Position identification records:
#####

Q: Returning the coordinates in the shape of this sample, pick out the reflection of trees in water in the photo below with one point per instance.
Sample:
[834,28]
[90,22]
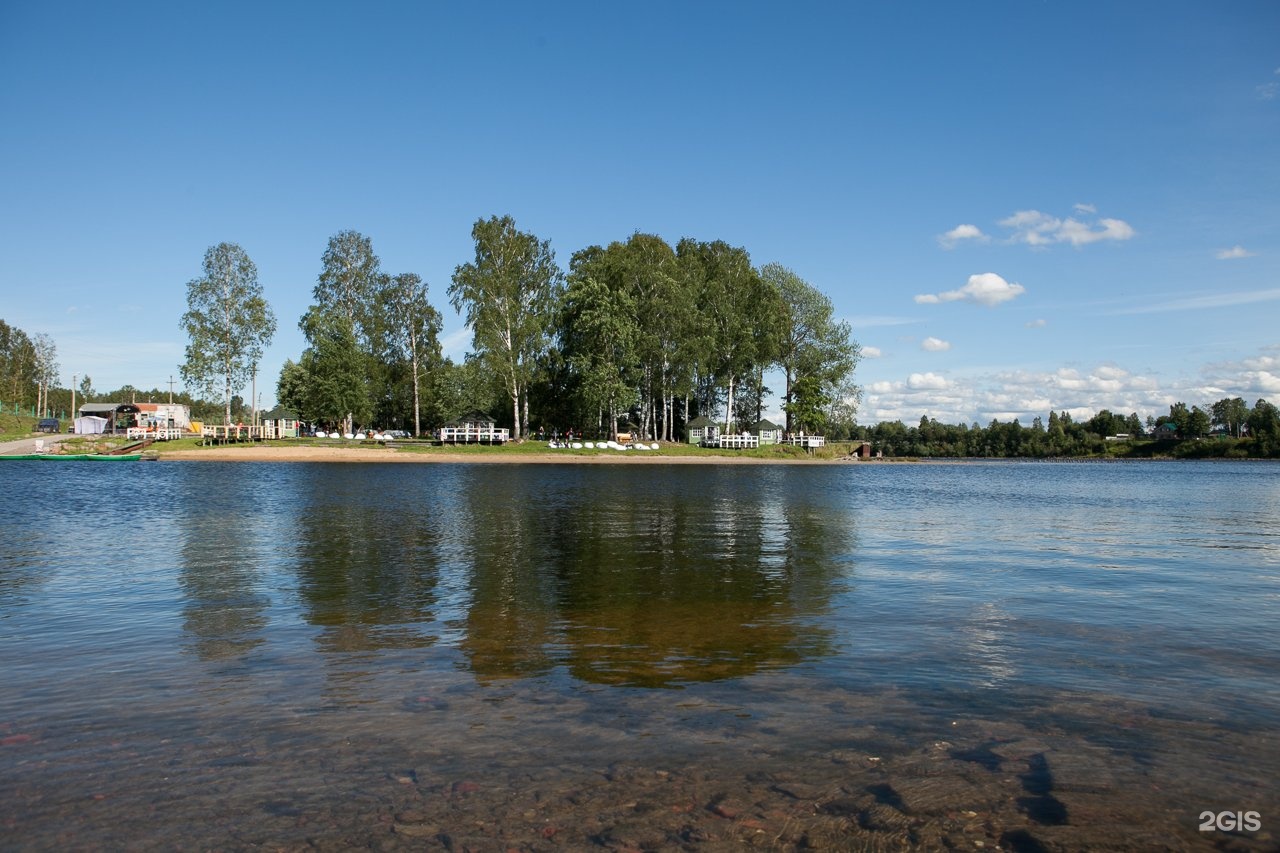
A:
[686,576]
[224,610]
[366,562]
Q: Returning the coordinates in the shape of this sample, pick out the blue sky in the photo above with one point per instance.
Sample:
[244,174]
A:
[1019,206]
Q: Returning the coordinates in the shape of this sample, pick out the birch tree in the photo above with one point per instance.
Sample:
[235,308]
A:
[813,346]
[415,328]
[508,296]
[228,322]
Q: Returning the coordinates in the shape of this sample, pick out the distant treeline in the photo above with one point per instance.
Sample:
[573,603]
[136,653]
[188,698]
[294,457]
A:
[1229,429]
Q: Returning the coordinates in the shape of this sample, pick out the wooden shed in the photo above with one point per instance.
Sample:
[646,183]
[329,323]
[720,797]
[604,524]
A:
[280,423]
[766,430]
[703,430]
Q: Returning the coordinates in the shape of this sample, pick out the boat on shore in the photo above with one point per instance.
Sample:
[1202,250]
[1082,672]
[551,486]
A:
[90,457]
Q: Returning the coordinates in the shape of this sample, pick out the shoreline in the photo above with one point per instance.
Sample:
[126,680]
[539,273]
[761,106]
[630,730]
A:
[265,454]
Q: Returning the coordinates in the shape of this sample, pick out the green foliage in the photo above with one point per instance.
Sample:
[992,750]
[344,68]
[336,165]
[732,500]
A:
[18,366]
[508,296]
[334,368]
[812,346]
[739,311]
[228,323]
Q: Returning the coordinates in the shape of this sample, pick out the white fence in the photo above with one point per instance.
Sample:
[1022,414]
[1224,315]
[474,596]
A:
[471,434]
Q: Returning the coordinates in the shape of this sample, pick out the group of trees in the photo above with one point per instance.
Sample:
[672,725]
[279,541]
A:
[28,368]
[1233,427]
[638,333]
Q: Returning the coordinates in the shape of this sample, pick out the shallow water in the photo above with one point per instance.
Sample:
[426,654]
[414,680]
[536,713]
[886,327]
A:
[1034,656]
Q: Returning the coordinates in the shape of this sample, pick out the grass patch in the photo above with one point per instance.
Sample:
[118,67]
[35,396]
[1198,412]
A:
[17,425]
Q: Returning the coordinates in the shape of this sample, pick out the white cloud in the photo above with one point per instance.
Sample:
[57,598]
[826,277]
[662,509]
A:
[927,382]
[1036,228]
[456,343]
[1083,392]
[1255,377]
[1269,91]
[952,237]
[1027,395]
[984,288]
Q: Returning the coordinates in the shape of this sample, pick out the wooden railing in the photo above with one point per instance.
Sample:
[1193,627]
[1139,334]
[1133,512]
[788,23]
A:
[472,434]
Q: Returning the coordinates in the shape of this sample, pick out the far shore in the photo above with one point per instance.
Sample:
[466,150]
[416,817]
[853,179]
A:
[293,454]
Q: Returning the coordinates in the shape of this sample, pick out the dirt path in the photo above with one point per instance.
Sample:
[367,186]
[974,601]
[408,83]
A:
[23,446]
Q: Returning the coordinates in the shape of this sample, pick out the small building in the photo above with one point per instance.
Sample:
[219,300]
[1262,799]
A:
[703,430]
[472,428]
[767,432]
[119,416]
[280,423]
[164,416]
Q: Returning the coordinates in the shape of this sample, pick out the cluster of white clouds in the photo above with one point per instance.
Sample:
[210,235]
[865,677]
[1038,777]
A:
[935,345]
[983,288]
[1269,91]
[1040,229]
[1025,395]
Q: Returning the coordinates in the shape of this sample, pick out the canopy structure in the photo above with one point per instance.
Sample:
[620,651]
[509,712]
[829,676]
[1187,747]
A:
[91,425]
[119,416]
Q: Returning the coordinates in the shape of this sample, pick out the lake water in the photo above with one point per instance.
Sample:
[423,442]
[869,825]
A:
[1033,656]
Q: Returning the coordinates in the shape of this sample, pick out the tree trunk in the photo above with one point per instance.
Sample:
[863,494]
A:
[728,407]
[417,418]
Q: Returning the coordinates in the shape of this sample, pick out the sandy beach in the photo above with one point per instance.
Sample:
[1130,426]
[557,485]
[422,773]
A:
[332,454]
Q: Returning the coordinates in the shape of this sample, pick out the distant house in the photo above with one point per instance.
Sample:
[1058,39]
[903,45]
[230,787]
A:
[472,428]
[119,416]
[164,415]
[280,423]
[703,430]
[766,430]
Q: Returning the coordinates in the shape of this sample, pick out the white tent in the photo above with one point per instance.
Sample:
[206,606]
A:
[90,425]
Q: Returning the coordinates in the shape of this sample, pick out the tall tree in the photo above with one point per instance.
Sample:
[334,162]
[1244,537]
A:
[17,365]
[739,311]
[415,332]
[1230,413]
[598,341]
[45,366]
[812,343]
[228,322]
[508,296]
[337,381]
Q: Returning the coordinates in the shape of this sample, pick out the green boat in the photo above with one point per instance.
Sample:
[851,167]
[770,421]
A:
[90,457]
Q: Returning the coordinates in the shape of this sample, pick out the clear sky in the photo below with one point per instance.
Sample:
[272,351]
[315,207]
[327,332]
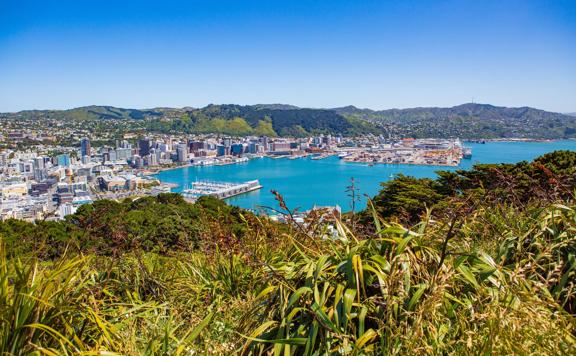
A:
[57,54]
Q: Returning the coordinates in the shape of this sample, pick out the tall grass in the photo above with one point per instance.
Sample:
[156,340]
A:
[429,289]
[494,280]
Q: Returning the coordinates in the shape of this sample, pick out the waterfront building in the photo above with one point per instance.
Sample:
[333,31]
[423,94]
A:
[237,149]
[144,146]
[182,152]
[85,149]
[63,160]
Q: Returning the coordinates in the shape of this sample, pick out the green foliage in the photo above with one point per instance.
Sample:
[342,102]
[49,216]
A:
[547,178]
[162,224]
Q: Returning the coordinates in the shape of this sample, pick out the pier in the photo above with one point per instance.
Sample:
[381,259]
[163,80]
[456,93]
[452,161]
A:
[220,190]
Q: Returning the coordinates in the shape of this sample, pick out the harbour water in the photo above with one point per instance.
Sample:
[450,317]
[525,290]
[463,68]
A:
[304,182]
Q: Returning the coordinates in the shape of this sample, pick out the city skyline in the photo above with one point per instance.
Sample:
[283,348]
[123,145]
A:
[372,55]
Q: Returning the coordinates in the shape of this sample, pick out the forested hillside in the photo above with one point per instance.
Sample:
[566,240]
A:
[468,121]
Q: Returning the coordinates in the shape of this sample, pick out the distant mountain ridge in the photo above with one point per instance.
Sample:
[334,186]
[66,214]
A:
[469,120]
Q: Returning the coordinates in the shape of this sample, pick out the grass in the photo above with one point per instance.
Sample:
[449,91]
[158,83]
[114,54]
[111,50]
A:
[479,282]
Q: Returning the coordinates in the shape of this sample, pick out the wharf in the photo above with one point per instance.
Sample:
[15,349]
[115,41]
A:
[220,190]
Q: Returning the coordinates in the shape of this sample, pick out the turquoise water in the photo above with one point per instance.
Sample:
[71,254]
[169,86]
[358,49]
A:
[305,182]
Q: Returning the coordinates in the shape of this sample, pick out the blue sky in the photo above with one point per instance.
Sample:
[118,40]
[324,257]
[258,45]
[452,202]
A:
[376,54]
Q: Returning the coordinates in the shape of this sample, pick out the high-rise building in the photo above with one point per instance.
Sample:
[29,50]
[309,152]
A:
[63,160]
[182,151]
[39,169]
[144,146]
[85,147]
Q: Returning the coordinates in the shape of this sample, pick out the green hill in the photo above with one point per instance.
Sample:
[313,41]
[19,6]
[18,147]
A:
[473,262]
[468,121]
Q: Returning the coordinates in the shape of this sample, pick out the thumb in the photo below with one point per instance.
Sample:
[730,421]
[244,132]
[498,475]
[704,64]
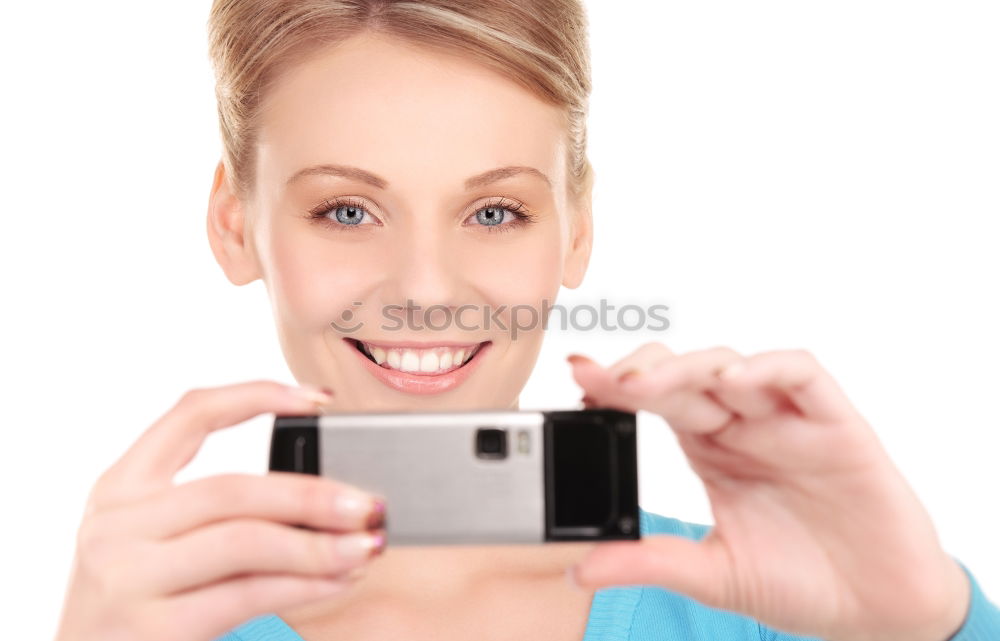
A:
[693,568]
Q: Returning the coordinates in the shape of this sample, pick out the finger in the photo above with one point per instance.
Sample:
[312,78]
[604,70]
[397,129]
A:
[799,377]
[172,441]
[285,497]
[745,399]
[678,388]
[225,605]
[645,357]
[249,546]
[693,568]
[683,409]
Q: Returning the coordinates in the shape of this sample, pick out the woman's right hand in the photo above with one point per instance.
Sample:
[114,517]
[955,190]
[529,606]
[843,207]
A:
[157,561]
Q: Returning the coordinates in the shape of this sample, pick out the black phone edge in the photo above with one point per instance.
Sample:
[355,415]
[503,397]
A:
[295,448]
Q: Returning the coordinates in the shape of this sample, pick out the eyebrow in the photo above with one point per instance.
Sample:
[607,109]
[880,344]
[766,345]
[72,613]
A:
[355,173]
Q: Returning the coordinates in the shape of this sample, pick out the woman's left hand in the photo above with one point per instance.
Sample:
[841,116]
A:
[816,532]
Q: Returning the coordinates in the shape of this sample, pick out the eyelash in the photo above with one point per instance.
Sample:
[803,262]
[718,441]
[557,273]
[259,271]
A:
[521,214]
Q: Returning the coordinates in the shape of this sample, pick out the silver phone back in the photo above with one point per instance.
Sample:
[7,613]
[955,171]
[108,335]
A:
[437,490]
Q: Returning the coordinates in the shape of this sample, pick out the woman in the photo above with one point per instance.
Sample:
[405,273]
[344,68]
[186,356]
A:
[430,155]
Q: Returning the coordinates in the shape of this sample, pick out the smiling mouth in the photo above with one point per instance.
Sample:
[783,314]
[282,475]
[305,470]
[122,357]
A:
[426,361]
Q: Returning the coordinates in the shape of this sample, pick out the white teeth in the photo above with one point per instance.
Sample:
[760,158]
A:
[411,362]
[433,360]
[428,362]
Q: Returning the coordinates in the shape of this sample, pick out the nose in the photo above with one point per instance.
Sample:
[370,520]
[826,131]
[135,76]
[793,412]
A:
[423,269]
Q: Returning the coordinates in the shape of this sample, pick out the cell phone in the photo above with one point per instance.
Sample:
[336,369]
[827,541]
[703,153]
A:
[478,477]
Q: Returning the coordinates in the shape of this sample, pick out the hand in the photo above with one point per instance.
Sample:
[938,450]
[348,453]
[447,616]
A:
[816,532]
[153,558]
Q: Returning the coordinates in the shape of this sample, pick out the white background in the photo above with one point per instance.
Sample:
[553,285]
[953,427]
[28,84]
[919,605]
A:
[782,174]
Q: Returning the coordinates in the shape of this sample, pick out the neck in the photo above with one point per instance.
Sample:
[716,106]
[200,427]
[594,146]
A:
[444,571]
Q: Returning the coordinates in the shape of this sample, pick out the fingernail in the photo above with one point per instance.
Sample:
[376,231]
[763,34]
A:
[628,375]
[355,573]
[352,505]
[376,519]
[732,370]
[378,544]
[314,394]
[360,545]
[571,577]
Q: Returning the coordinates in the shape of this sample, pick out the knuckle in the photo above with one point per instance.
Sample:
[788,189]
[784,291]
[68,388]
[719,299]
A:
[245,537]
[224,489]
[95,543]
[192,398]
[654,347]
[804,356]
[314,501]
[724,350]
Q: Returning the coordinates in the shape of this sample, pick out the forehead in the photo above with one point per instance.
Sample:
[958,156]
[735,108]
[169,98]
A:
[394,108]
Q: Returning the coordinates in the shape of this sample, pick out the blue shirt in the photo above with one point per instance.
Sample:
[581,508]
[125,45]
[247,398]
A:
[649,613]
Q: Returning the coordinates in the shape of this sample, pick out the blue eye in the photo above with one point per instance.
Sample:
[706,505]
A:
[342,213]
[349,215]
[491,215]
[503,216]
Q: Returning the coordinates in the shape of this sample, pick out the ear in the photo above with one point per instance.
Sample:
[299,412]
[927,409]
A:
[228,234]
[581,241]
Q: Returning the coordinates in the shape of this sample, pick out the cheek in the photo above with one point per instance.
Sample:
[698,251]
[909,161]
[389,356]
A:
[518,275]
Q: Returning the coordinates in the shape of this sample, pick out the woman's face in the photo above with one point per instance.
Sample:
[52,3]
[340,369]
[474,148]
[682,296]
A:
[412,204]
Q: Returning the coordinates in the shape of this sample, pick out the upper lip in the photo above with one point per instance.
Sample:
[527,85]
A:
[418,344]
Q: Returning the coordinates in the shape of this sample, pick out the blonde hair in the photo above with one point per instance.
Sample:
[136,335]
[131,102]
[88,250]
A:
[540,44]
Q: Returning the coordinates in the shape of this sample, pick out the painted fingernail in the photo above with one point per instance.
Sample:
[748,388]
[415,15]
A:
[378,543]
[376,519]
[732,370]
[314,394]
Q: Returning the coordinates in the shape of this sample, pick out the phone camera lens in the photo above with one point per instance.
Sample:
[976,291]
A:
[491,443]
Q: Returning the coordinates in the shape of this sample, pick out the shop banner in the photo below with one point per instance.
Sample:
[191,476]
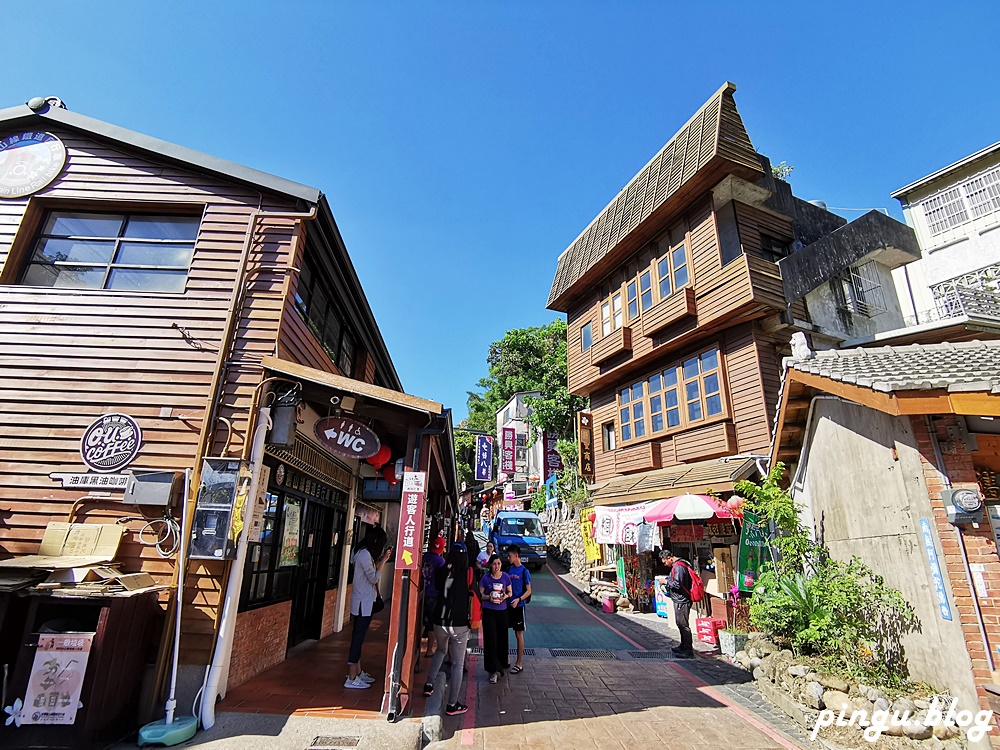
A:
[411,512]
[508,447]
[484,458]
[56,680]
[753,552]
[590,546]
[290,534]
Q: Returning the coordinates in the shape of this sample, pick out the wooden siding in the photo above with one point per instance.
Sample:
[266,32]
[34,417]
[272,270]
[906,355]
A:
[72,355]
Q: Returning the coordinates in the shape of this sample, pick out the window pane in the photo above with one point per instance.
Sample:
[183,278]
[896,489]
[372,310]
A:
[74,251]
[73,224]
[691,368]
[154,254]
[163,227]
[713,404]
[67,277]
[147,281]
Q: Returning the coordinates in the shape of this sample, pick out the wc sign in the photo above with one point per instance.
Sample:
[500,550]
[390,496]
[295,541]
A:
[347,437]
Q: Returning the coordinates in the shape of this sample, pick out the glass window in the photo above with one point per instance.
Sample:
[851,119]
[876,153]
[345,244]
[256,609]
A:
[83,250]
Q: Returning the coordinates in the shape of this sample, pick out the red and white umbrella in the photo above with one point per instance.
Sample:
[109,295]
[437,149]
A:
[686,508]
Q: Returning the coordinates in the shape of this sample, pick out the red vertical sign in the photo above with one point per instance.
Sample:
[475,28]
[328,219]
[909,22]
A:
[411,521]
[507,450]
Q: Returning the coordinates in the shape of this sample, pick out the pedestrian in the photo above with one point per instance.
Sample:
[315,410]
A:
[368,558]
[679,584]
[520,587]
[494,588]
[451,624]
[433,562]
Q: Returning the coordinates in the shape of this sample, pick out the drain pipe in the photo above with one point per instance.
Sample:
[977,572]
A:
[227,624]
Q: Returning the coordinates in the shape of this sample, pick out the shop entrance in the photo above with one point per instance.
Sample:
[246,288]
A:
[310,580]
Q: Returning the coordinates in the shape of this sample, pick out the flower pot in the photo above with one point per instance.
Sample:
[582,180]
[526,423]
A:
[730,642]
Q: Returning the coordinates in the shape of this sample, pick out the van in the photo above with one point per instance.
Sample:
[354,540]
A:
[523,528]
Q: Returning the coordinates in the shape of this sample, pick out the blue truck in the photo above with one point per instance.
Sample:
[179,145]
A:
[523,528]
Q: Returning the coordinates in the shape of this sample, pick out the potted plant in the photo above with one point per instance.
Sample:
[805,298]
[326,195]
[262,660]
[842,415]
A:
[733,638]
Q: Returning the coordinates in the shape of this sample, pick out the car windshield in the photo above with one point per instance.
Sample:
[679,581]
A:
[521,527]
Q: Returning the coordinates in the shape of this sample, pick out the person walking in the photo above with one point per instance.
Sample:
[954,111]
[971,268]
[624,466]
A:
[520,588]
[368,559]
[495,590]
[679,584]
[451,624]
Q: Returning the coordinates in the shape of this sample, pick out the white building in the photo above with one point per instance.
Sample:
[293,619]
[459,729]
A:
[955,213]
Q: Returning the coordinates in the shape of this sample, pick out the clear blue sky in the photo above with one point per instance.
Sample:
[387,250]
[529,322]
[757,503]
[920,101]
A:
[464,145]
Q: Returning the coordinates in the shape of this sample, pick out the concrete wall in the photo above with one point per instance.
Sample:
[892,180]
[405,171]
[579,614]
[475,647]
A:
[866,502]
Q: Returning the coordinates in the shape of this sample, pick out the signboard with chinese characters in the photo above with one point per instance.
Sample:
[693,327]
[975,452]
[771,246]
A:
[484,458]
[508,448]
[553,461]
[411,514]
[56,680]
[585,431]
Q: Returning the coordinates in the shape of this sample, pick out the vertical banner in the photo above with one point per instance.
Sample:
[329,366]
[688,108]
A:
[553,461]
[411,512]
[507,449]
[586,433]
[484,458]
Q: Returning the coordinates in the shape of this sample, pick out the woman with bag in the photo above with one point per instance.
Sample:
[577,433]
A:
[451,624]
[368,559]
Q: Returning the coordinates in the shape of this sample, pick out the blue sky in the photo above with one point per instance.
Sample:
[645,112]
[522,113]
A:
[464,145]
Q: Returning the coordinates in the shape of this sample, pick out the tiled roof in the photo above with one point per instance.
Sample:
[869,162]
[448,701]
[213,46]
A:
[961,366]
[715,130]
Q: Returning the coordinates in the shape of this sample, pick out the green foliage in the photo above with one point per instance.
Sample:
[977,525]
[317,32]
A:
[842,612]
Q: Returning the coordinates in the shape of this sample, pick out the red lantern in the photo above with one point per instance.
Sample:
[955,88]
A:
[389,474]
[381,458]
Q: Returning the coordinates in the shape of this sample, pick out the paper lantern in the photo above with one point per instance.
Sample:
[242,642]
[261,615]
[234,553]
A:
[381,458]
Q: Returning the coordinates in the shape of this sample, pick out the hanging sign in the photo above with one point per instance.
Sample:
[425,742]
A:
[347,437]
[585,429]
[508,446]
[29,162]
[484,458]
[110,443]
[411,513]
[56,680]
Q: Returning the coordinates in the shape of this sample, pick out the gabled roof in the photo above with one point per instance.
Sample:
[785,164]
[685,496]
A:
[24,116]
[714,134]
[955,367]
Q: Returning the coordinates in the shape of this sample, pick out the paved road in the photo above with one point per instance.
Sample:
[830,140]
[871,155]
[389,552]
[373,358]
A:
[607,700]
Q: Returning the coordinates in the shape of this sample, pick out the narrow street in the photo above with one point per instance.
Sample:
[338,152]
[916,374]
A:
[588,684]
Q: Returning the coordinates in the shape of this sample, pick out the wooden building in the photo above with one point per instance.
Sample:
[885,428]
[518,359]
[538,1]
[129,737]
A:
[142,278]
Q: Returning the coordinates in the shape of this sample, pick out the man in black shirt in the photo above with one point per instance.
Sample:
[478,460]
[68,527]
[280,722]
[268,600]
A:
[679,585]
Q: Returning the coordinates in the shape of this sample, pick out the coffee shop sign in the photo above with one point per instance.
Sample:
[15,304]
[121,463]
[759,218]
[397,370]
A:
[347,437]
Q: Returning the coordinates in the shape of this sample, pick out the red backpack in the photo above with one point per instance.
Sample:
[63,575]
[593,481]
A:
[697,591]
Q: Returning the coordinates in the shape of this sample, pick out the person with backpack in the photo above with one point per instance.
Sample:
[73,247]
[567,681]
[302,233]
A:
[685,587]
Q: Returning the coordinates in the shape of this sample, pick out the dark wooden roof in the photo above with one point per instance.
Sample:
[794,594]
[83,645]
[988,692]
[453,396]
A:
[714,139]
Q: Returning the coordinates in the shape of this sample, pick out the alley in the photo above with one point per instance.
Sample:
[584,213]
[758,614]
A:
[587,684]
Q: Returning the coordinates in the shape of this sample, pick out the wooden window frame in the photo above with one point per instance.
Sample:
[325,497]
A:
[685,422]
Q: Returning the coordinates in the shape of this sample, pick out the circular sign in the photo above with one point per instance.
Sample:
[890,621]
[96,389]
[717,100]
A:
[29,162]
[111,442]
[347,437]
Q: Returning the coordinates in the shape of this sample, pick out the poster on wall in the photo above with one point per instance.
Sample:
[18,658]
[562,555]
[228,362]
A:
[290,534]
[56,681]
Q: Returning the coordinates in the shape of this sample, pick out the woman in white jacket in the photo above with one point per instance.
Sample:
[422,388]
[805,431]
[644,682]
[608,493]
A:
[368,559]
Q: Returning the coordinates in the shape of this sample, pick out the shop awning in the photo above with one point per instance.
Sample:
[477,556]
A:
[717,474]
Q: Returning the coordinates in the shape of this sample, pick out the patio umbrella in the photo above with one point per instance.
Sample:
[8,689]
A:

#####

Challenge: Output the line that contains "the red backpack", followed by every later line in the listing, with no line omitted and none added.

Written solution:
Q: Returning the coordinates in the shape of this sample, pick out the red backpack in the photo above with one point per instance.
Sample:
[63,575]
[593,481]
A:
[697,591]
Q: Returning the coordinates in the shape of this sample, pick out the person with backpack in the photo above with one point per instance.
Sample:
[73,247]
[567,681]
[302,233]
A:
[685,587]
Q: Returning the coordinates in the shape of this sample, pick out the dark wooden roof in the photo above with one point per instance.
Sample:
[794,594]
[83,645]
[988,692]
[453,396]
A:
[714,139]
Q: Returning the coordinates in the shape of this sample, pick out the alley in the photo above with one point per instance.
Sample:
[584,213]
[758,614]
A:
[587,684]
Q: Returning the coordinates in the shape of this sample, pick out the wooden window frame in the photo above with one point per instance.
Sample:
[325,497]
A:
[685,422]
Q: Returning the coordinates in the shape of this sample, pick out the circular sign in the photo above with one point per instance.
Sample:
[890,621]
[96,389]
[717,100]
A:
[29,162]
[111,442]
[347,437]
Q: Returning the coordinates in the shape of this sample, pick out the poster on wall in the photo above with one point per instance.
Sample:
[18,658]
[562,555]
[228,362]
A:
[290,534]
[56,681]
Q: Returning the coordinates in the shape of this sample, pick out the woman in white jacket in the photo above with one point per instance.
Sample:
[422,388]
[805,431]
[644,682]
[608,493]
A:
[368,559]
Q: Returning the coordinates in the shape of this sample, pick out the shop awning in the photo above with one point per instance.
Sample:
[477,556]
A:
[717,474]
Q: Returning the coordinates in the shape of this sample, pick out the patio umbrella in the photo above with one point per instance.
Sample:
[8,689]
A:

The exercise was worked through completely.